═══ Reading text

Enhancer associated transcription factor activity (Extended Data Figure 8a)
Enhancer calling
Active enhancers were selected using the following criteria: 1) open chromatin region marked by ATAC-seq peak, 2) located outside of transcription start site (−2kb to +100bp), and 3) have at least 16 tag counts in the H3K27ac peak overlapping with the ATAC-seq peak. Peak calling and annotation were performed using Homer findPeaks and annotatePeaks.pl functions, as previously described. Fetal and postnatal specific enhancers are defined as enhancers that are not overlapped between fetal and postnatal groups.

══════
═══ Raw data

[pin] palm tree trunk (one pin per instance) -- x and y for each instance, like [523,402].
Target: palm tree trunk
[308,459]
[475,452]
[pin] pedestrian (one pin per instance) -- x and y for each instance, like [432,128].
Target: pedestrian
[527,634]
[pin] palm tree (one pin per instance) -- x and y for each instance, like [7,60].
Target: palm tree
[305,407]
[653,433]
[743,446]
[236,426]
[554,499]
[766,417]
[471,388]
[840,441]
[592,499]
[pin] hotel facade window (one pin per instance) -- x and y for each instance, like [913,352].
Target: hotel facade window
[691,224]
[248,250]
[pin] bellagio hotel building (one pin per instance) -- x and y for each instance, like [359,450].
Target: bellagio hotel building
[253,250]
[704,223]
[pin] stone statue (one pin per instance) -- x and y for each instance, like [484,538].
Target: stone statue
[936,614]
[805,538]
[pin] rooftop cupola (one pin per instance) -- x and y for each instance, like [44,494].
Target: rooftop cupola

══════

What you should do: Summarize the enhancer-calling text in two sentences. Rely only on the enhancer-calling text for what follows.

Answer section: Active enhancers were chosen as ATAC-seq open chromatin regions outside the transcription start site (−2kb to +100bp) with at least 16 tag counts in an overlapping H3K27ac peak, and peaks were called and annotated with Homer findPeaks and annotatePeaks.pl. Fetal and postnatal specific enhancers are those that do not overlap between the fetal and postnatal groups.